Goal 1 –
List every time of day given in the "On Wed, Nov 19, 2014 at ..." lines of the Xen freeze message.
Goal 2 –
Write out the part of the Xen freeze message starting at "[Date Prev][Date Next][Thread" and ending at "interrupt is global?".

Quoted text –
[Date Prev][Date Next][Thread Prev][Thread Next][Date Index][Thread Index]

Re: [Xen-devel] Xen 4.5 random freeze question



Does number 1023 mean that maintenance interrupt is global?

On Wed, Nov 19, 2014 at 7:03 PM, Andrii Tseglytskyi
<andrii.tseglytskyi@xxxxxxxxxxxxxxx> wrote:
> I got this strange log:
>
> (XEN) received maintenance interrupt irq=1023
>
> And platform does not hang due to this:
> +    hcr = GICH[GICH_HCR];
> +    if ( hcr & GICH_HCR_UIE )
> +    {
> +        GICH[GICH_HCR] &= ~GICH_HCR_UIE;
> +        uie_on = 1;
> +    }
>
> On Wed, Nov 19, 2014 at 6:50 PM, Stefano Stabellini
> <stefano.stabellini@xxxxxxxxxxxxx> wrote:
>> On Wed, 19 Nov 2014, Andrii Tseglytskyi wrote:
>>> On Wed, Nov 19, 2014 at 6:13 PM, Stefano Stabellini
>>> <stefano.stabellini@xxxxxxxxxxxxx> wrote:
>>> > On Wed, 19 Nov 2014, Andrii Tseglytskyi wrote:
>>> >> On Wed, Nov 19, 2014 at 6:01 PM, Andrii Tseglytskyi
>>> >> <andrii.tseglytskyi@xxxxxxxxxxxxxxx> wrote:
>>> >> > On Wed, Nov 19, 2014 at 5:41 PM, Stefano Stabellini
>>> >> > <stefano.stabellini@xxxxxxxxxxxxx> wrote:
>>> >> >> On Wed, 19 Nov 2014, Andrii Tseglytskyi wrote:
>>> >> >>> Hi Stefano,
>>> >> >>>
>>> >> >>> On Wed, Nov 19, 2014 at 4:52 PM, Stefano Stabellini
>>> >> >>> <stefano.stabellini@xxxxxxxxxxxxx> wrote:
>>> >> >>> > On Wed, 19 Nov 2014, Andrii Tseglytskyi wrote:
>>> >> >>> >> Hi Stefano,
>>> >> >>> >>
>>> >> >>> >> > >      if ( !list_empty(&current->arch.vgic.lr_pending) && 
>>> >> >>> >> > > lr_all_full() )

Provided material –
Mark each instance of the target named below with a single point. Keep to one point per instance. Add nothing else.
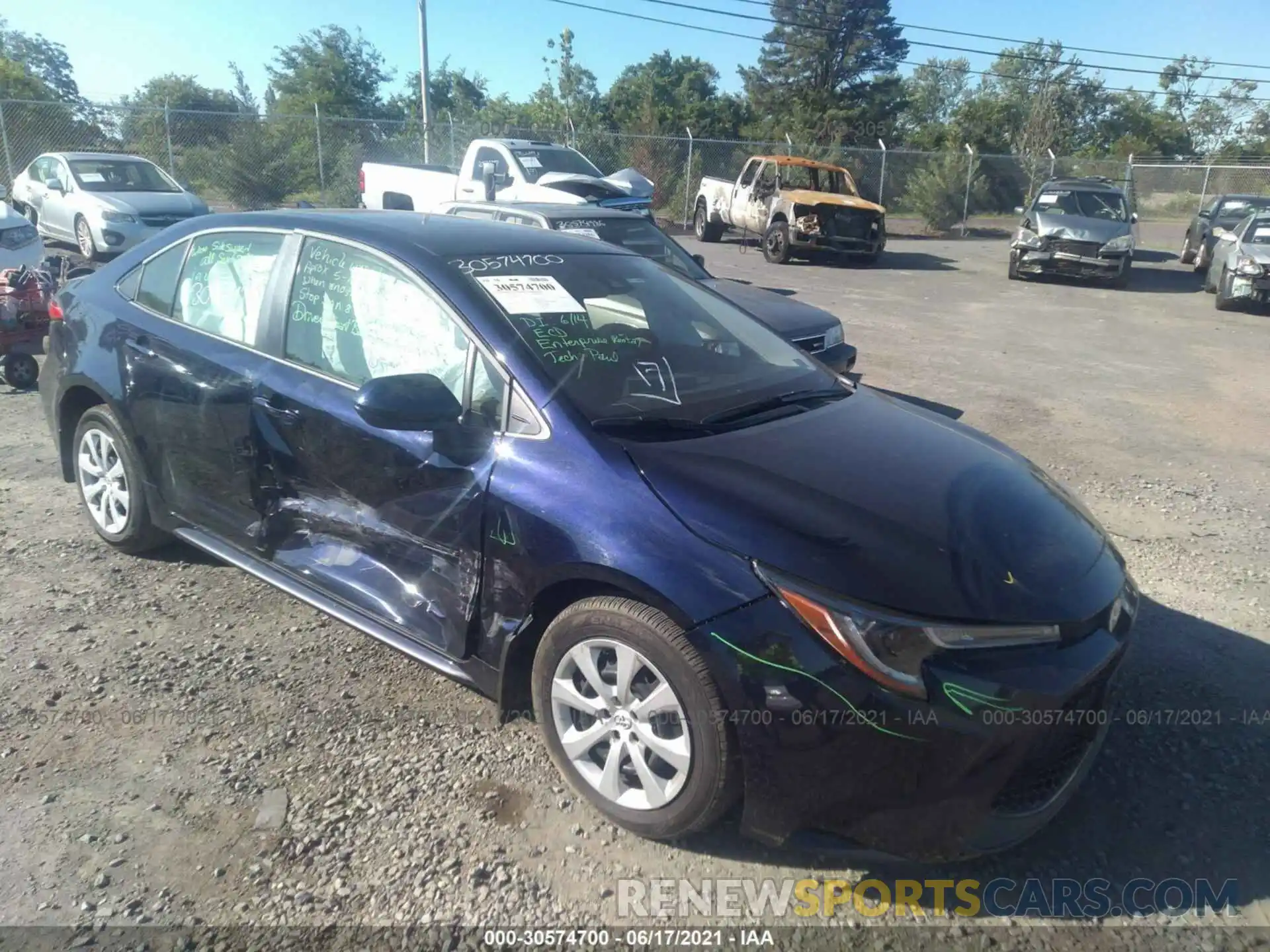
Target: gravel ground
(182, 746)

Complete output 1 –
7:03 PM, 6:50 PM, 6:13 PM, 6:01 PM, 5:41 PM, 4:52 PM

Complete output 2 –
[Date Prev][Date Next][Thread Prev][Thread Next][Date Index][Thread Index]

Re: [Xen-devel] Xen 4.5 random freeze question



Does number 1023 mean that maintenance interrupt is global?